___ Information shown
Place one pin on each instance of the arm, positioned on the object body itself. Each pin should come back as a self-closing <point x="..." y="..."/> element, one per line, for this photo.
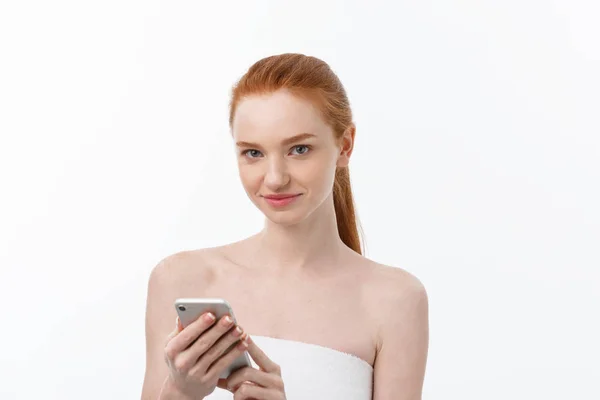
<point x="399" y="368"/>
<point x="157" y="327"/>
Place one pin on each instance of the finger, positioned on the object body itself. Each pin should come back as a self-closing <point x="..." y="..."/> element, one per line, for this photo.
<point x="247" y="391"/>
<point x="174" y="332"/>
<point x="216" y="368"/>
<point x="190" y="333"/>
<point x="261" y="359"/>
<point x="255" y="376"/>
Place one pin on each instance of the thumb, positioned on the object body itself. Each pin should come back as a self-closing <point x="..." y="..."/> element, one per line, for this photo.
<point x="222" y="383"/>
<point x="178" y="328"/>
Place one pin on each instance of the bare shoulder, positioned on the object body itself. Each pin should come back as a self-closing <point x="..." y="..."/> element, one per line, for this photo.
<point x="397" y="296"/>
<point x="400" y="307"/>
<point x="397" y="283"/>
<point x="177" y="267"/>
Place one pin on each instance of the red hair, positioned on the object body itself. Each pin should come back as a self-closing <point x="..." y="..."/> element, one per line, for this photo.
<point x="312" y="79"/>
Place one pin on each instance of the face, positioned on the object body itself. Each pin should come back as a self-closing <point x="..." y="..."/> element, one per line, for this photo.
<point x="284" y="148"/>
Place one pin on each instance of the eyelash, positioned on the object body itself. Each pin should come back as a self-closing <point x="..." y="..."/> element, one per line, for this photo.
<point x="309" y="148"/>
______
> [Exercise]
Omit the pictures, then output the rest of the listing exactly.

> [Result of the exercise]
Place one pin on each instance of the arm, positioned on the object body itself. Each pin should come back as a self-closing <point x="..." y="..."/> element, one per line, for this photo.
<point x="399" y="368"/>
<point x="157" y="327"/>
Place one pin on each instance of the finger, positioned on the object body itself. Each pin should come back as a self-closing <point x="..." y="..."/> element, one per line, for this photo.
<point x="247" y="391"/>
<point x="174" y="332"/>
<point x="216" y="368"/>
<point x="190" y="333"/>
<point x="261" y="359"/>
<point x="255" y="376"/>
Place one pin on each instance of the thumb, positioned on the object body itself. Each pin should come back as a self-closing <point x="..." y="..."/> element, one per line, for this photo.
<point x="222" y="383"/>
<point x="178" y="328"/>
Place one pin on each instance of the bare shoulder, positioned on the object body itself. Each pin should come back as a self-closing <point x="..." y="..."/> element, one per line, for this photo.
<point x="397" y="296"/>
<point x="400" y="307"/>
<point x="397" y="283"/>
<point x="177" y="267"/>
Place one pin on each instance of the red hair, positioned on the object body itself. Each pin should come back as a self-closing <point x="..." y="..."/> element, one per line, for this photo.
<point x="312" y="79"/>
Place one pin on each instance of the face, positioned on the object body itself. Each pin should come back as a self-closing <point x="..." y="..."/> element, one per line, for this photo.
<point x="284" y="148"/>
Place one pin on each instance of the eyelash, positioned on the object body itself. Each pin should come back as a self-closing <point x="..." y="..."/> element, one per line, for this photo.
<point x="309" y="148"/>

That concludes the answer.